---------- Selected text

So I think predicting that is going to be too difficult, too far out. If I was going to make a prediction, I would say that it's pretty likely we'll become a new source in our own right. When we have as much company data on MVPRs as we will at that scale, we have a lot already, but when we do have, I'd say we have 1,000, 10,000 customers on board, there'll be a lot of information there that people can use to write articles. So I see us becoming a new source in our own right.

 

Charles: That's interesting and I guess with media evolving it might mean also broadening the definition of journalist on your platform to influence newsletter or whatever.

 

Tom: Well exactly, individuals that can share content with credibility I think that's typically what influencers are as we know them, but I think we think of influencers right now as Instagram influencers or TikTok influencers that share content. Sometimes there's advertising behind it and sometimes there isn't, and it's tough to know if there is or if there isn't.

 

I think one of the biggest advantages we have is we keep factual information predominantly and we have what's in the industry known as double sourced it. So the information we have we know is accurate at a point in time. And I think for sure, I don't know what your perspective is on this, but I'm seeing amongst my peers in any case, people want to read factual information and know its accuracy. And I think there's a really interesting opportunity in the new space more generally to share the factual content or a factual grading of an article, even if it's thought an opinion piece or somebody writes a leadership piece off the back of something that is factual, you want to know what's the rating on it. Has it got absolutely nothing factual in it and it's always entirely based on opinion, which a lot of what we read is. Or can it be verified.

 

So I think there's a really interesting opportunity there. I mean we could go into talking about decentralised news networks and how I think a DAO might be the future, a version of the dow might be the future of news, whereby factual information is tokenised and freelance journalists use tokenised information to write articles that have high token value that are then read by readers that will set their thresholds at which they're willing to read articles. And then either pay per article or share their data in exchange for tokens that will buy them access to the articles that they know have factual information in them. That's where I really think we're going and I guess we have to be in a position to support that.

 

Charles: That's very interesting and seems like a valid blockchain news case.

 

Tom: One of the first, yes I know.

 

Charles: Yes.

 

Tom: Well actually about that too. I suppose you're thinking about crypto use cases as well as Legislate.

 

Charles: I mean potentially although I think if you think about contracts, you might want to stamp a version of the contract on the blockchain to certify that this is the contract that was signed, we probably have to be in private blockchain because I doubt companies or employees would even want their employment contract stamped on a public blockchain. And second of all, contracts do get changed all the time, amendment letters are written, so I think that's something that we need to anticipate and work out how to do that in a clean way. But if we're thinking about for verification purposes, I reckon using Onfido or one of those identification verification APIs is a much more effective way. Or even simple email domain verification is probably the most effective way of determining if this person has the right to create a contract on behalf of the party that is present. Or even things, if landlords prove ownership of their property, there are APIs that exist to do all of that right now and it's not necessarily something that, we can put it on the blockchain for the sake of putting it on the blockchain, but I think for us, the value would more be certify that the contract hasn't changed in Legislate, between or post signature.

 

Tom: Yes that makes a lot of sense, I think as you say, whether it goes on the blockchain or not is not so important.

--------------------

Exercises >>
1. Translate this sentence from the interview into Spanish: "So the information we have we know is accurate at a point in time."
2. Condense the paragraph of the interview that begins "Charles: I mean potentially although" into a short bulleted list that keeps its main points.
3. Carry on the interview from its final line, in the same conversational style.

---------- Data section

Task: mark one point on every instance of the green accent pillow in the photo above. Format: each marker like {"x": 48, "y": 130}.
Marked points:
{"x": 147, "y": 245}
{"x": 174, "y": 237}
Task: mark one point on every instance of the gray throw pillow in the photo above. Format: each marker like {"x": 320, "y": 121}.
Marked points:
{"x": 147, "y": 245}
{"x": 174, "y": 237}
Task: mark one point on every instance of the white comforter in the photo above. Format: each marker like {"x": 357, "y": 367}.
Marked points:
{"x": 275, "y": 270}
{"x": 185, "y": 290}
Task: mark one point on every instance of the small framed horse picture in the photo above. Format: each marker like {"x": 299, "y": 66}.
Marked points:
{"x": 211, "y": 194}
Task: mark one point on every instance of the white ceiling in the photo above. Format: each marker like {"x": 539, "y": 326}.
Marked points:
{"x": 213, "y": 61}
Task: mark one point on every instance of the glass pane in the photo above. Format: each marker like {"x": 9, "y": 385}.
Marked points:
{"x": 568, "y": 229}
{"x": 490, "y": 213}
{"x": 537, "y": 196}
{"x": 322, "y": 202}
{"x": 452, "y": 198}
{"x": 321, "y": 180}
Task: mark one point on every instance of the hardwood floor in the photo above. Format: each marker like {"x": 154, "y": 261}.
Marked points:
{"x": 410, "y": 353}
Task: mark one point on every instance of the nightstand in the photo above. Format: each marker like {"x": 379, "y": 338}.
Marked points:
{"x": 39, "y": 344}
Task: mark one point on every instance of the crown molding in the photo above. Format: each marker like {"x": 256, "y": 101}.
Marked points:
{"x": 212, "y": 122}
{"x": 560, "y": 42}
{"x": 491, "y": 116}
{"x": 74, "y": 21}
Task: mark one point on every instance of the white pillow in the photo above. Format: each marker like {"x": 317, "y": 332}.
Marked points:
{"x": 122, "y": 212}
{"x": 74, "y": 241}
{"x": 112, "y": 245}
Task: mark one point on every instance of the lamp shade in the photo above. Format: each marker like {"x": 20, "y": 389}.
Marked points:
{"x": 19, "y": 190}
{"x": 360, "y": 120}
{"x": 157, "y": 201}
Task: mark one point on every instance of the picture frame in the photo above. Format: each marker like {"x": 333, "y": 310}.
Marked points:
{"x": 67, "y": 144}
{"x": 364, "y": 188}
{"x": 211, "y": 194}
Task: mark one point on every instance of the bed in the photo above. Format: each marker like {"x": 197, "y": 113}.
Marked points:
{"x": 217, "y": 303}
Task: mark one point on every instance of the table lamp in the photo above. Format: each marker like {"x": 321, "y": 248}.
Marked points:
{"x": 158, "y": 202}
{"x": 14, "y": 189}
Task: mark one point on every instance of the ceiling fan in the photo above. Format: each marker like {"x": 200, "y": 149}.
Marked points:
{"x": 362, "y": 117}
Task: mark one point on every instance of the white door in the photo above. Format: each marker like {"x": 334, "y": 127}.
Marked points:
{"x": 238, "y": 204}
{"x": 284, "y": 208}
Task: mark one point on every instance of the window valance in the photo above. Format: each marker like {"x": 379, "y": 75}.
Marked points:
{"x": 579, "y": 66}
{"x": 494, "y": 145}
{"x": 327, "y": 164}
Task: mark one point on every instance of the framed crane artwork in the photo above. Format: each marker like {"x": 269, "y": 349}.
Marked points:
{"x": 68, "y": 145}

--------------------
---------- Data section

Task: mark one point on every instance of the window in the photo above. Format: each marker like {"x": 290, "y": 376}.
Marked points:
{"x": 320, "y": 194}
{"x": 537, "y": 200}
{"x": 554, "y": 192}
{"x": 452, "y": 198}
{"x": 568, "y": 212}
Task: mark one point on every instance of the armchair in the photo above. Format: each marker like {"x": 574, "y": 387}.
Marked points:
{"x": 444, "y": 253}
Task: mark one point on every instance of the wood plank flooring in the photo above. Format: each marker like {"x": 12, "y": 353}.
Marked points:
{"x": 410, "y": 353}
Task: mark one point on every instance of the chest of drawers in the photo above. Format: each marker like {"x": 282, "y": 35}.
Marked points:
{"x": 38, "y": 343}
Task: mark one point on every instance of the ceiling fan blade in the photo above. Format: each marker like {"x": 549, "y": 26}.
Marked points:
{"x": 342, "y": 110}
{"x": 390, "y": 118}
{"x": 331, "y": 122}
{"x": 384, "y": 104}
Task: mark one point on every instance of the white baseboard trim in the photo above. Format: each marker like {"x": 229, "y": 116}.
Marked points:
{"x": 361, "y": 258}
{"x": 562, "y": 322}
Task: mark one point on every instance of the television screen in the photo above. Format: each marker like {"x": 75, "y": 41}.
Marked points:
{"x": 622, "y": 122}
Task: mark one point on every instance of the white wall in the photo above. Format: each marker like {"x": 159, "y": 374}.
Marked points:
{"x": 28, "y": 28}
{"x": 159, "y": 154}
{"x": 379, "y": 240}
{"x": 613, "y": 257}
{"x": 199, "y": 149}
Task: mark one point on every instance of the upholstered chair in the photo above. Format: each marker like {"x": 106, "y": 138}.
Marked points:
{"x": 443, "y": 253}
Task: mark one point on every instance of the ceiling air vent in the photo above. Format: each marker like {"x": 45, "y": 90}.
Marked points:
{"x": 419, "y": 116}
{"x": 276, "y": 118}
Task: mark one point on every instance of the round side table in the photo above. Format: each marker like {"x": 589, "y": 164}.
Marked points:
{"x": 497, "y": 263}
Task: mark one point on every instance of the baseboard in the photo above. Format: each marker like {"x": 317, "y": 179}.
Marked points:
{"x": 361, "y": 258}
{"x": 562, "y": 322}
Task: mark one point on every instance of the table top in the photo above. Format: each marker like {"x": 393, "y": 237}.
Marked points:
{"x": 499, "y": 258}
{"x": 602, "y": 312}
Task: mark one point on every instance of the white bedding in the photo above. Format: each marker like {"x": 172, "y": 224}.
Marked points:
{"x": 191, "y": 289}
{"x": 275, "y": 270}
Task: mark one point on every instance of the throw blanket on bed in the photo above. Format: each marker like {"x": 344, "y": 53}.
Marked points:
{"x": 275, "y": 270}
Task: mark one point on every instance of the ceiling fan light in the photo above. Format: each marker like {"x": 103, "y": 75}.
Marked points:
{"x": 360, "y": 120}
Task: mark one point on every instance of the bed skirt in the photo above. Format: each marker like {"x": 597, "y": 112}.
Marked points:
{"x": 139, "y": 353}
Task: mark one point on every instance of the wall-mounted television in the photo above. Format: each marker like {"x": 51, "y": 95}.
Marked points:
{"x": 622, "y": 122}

--------------------

Responses per task >>
1. Así que sabemos que la información que tenemos es precisa en un momento dado.

2.
- Stamping contracts on a blockchain would probably require a private blockchain, since companies and employees are unlikely to want employment contracts on a public one.
- Contracts change often through amendment letters, so this would need to be anticipated and handled cleanly.
- For verification, identity verification APIs such as Onfido, or simple email domain verification, are more effective ways to confirm that someone may create a contract for a party. Existing APIs can also let landlords prove property ownership.
- For Legislate, the real value would be certifying that a contract has not changed between or after signature, not putting it on the blockchain for its own sake.

3.
Charles: As a founder of a growing product and growing, what are the key contracts you interact with the most?

 

Tom: I think employee contracts is obviously I think some of the first things you create. I mean realistically I think if in my, I'm a second time founder, I think in my first time founder views, an NDA was probably the first thing I would create. And while that's obviously always still relevant to an extent, difficult to uphold. I think you stop writing NDAs I think after you finish your first start-up. But yes I think employee contracts, contractors as well, partnership contracts is a big one for us, we have a lot of partnerships and having those kinds of contracts in place is really important. And then naturally all of the things around investors. I mean we raised 100k in November using an ASA. Incredibly challenging process, not least if you're coming fresh to the way that ASAs work, there's a ton of stuff that has nothing even to do with the ASA that you need to understand around EIS and SEIS and stuff like that. So I would say that those are the kinds of contracts I guess that we use most frequently. And then of course client contracts, which we have, to an extent, automated the production of but they change all the time so it can be a challenge.

 

Charles: With those contracts had there been any areas of friction maybe around employment or NDAs or partnership agreements, are there any common patterns that you've identified and have you found a solution?

 

Tom: I think openly less with the ASAs. But with partnership and client contracts, absolutely, yes. Usually it's tighter privacy for clients, which is a good thing. And occasionally it's to take some of the clauses around privacy that we have out, so that they can share it more widely.

 

Very early on, for example, something that we thought would happen, but weren't sure would happen, would be people adding MVPR's press page to their websites in the footnotes, in the footer, to have as a stand-alone press page. And we had a clause in the contract originally that implies they couldn't do that and which we obviously had to take out. So that was one of those things where earlier you realise you are literally shooting yourself in the foot. So of course that was one that came out very quickly. But of course every client has slightly different demands, especially when you're dealing with companies in different countries. So the laws, for example, for information sharing are much tighter in Germany, in Europe than they are in the UK and the US. We often have US companies will question a couple of clauses that we've got in our standard European contracts around information sharing.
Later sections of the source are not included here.